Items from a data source

::::

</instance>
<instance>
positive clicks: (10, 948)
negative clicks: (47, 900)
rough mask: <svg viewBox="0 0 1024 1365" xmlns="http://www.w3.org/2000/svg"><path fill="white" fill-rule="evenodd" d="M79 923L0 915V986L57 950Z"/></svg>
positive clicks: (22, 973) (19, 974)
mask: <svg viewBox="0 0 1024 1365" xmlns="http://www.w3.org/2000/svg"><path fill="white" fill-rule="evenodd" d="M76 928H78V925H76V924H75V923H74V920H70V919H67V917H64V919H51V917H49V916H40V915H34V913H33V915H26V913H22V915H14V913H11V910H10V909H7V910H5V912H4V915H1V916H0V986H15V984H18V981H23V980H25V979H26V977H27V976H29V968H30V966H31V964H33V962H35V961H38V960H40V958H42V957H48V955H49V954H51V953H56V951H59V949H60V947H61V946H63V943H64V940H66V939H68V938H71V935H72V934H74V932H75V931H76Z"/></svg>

::::

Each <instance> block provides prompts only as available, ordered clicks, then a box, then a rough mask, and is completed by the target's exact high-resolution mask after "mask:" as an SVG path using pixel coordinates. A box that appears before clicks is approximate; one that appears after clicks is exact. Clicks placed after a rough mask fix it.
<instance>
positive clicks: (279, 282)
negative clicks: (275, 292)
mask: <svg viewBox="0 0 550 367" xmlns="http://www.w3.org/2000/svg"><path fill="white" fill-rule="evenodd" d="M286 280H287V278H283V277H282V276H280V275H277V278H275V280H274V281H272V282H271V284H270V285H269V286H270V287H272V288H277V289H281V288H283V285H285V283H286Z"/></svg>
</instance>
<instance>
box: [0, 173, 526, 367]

::::

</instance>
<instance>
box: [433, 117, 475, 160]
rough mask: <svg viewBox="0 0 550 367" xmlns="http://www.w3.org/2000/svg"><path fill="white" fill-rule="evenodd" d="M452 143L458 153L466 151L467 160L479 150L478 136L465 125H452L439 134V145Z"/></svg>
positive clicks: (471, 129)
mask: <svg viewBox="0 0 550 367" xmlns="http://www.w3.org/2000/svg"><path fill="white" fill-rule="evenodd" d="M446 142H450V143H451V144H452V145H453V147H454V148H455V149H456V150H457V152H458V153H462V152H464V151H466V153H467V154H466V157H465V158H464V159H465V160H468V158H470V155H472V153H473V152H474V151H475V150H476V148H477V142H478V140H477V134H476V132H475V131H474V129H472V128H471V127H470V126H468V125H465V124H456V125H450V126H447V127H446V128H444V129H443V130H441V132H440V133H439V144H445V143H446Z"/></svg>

::::

* TASK GOAL *
Every line above from the line with "positive clicks: (279, 282)" to the line with "box: [0, 173, 526, 367]", inclusive, must be returned exactly; no other line belongs in the reply.

* TASK ANSWER *
positive clicks: (279, 282)
negative clicks: (275, 292)
mask: <svg viewBox="0 0 550 367" xmlns="http://www.w3.org/2000/svg"><path fill="white" fill-rule="evenodd" d="M286 280H287V278H283V277H282V276H280V275H277V278H275V280H274V281H272V282H271V284H270V285H269V286H270V287H272V288H277V289H281V288H283V285H285V283H286Z"/></svg>
</instance>
<instance>
box: [0, 173, 526, 367]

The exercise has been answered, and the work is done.